## ABOUT THIS TASK
The answer should be each line of the records that contains the word "point"; please copy them all.

##### RECORDED INFORMATION

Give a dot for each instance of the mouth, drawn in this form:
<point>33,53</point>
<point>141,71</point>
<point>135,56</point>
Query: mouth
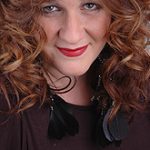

##########

## SOLVED PROBLEM
<point>33,53</point>
<point>141,71</point>
<point>135,56</point>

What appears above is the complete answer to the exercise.